Provided entries -
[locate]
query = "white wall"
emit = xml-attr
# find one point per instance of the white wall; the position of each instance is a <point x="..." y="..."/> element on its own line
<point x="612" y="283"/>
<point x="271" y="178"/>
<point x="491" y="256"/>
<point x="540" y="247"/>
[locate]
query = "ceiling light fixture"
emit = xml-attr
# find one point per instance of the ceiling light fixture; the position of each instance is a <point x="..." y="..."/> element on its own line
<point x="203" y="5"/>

Exercise directions - Present every line of the rows above as a Markdown table with the columns No. and Line, numbering the lines in order and skipping any blank ones.

Output of the exercise -
| No. | Line |
|---|---|
| 1 | [locate] |
| 2 | query = "white wall" |
| 3 | emit = xml-attr |
| 4 | # find one point per instance of the white wall; the position of each instance is a <point x="..." y="..."/> element on its own line |
| 5 | <point x="612" y="283"/> |
| 6 | <point x="271" y="178"/> |
| 7 | <point x="491" y="256"/> |
| 8 | <point x="540" y="247"/> |
| 9 | [locate] |
| 10 | query = "ceiling light fixture" |
| 11 | emit = xml-attr |
| 12 | # find one point per instance of the ceiling light fixture; the position of each instance is a <point x="..." y="..."/> element on its own line |
| 13 | <point x="203" y="5"/> |